AIM OF THE EXERCISE
The answer is all of the data repeated exactly, with each picture omitted.

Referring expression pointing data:
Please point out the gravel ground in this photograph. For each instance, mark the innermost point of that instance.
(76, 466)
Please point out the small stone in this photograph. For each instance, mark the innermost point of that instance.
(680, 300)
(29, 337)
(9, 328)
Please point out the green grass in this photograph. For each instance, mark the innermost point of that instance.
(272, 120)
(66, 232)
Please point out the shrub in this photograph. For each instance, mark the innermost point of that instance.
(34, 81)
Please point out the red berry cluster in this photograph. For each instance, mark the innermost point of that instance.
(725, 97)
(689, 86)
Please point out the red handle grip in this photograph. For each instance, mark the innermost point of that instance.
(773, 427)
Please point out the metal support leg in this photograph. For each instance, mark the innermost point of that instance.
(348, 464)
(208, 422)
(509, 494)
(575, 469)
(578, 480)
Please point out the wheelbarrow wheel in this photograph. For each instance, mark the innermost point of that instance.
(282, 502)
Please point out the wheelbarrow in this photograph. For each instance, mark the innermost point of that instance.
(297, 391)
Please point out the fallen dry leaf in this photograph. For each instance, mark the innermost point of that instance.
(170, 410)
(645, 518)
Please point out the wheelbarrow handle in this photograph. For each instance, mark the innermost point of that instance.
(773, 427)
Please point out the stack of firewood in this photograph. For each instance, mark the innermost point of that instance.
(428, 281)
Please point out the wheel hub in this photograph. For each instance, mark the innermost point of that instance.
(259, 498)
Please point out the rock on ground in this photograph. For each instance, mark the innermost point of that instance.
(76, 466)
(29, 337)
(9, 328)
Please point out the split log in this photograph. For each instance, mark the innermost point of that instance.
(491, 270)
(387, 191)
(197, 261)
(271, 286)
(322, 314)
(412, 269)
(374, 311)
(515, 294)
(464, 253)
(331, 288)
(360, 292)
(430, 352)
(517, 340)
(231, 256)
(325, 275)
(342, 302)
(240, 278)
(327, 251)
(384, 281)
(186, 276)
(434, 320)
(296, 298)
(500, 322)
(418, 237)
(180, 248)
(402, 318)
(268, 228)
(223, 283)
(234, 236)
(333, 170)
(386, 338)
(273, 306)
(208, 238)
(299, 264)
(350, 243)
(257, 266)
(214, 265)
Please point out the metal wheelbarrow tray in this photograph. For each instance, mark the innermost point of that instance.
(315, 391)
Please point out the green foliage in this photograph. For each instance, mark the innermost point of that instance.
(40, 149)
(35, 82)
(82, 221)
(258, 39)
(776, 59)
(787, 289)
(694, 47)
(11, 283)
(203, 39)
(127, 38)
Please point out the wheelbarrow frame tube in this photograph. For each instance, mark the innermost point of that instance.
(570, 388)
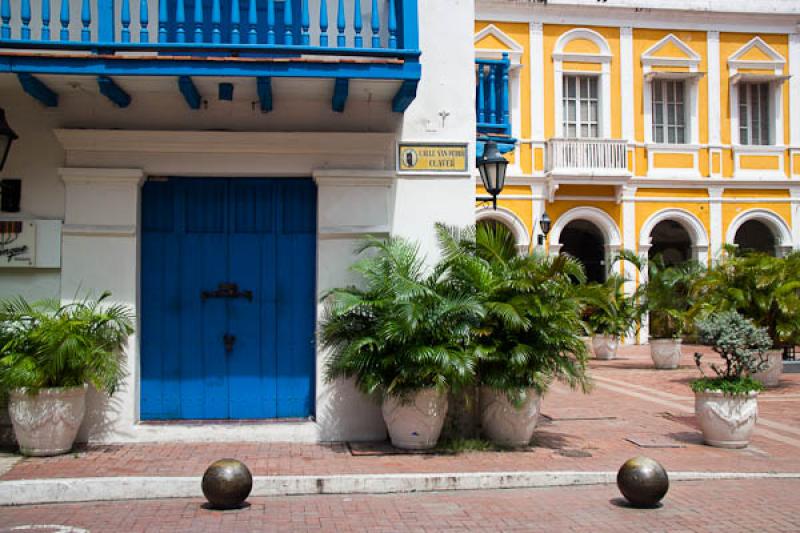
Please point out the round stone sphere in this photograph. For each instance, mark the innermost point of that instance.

OUTPUT OF THE TASK
Please point out the gravel ground in this photograph. For each instance, mark the innermost point of that instance.
(76, 466)
Please point out the small stone in this photograph. For each instance, mark the innermost point of that instance.
(680, 300)
(29, 337)
(9, 328)
Please point out the green grass in this photograph. For each instance, mark the innermost point of that instance.
(272, 120)
(66, 232)
Please point out the shrub in this photograph. For each instance, mark the innermost point of that instance.
(34, 81)
Please point out the red berry cluster in this photograph. For each instance, mark the innermost point of that instance.
(725, 97)
(689, 86)
Please point out the red handle grip in this photograph. For each instance, mark the innermost point of that instance.
(773, 427)
Please point out the metal support leg in this photograph. For each instance, mark the innermost point of that instance.
(348, 464)
(208, 422)
(509, 494)
(575, 469)
(578, 480)
Please point out the wheelbarrow wheel in this photograph. For each instance, mark the innermost point of that instance.
(282, 502)
Please point out the wheelbarrow in this photograph. For each instance, mark the innermost point of that instance.
(297, 391)
Please point out the fallen dry leaf in this photograph. For each instance, mark the innermost point of that instance.
(170, 410)
(645, 518)
Please point out the wheelbarrow handle in this photograph. For each instance, mark the innermost point of that instance.
(773, 427)
Please point out the stack of firewood in this photograph. For each instance, mark the innermost point of that instance.
(428, 281)
Please point out the wheel hub in this photograph. For each instance, mark the innermost point of that instance.
(259, 498)
Please point out the rock on ground in this photograph. For each instance, mark the innermost point of that instance.
(76, 466)
(29, 337)
(9, 328)
Please point out the split log in this photograph. For each instance, mark the innermost point of that instance.
(491, 270)
(387, 191)
(197, 261)
(271, 286)
(322, 314)
(412, 269)
(374, 311)
(515, 294)
(464, 253)
(331, 288)
(360, 292)
(430, 352)
(517, 340)
(231, 256)
(325, 275)
(342, 302)
(240, 278)
(327, 251)
(384, 281)
(186, 276)
(434, 320)
(296, 298)
(500, 322)
(418, 237)
(180, 248)
(402, 318)
(268, 228)
(223, 283)
(234, 236)
(333, 170)
(386, 338)
(273, 306)
(208, 238)
(299, 264)
(350, 243)
(257, 266)
(214, 265)
Please point out the metal wheelbarrow tray in this photograph. For each instance, mark the innermost point of that instance.
(315, 391)
Please point out the green foliage in this photograph. For each instance, mark the innermost point of that instance.
(40, 149)
(35, 82)
(82, 221)
(258, 39)
(776, 59)
(787, 289)
(694, 47)
(11, 283)
(203, 39)
(127, 38)
Please point out the wheelbarrow frame tube in this photograph. For each instance, mark the innermost point of that instance.
(570, 388)
Please point out the round stone sphere in this photograph. For each instance, mark the innermost point of that instance.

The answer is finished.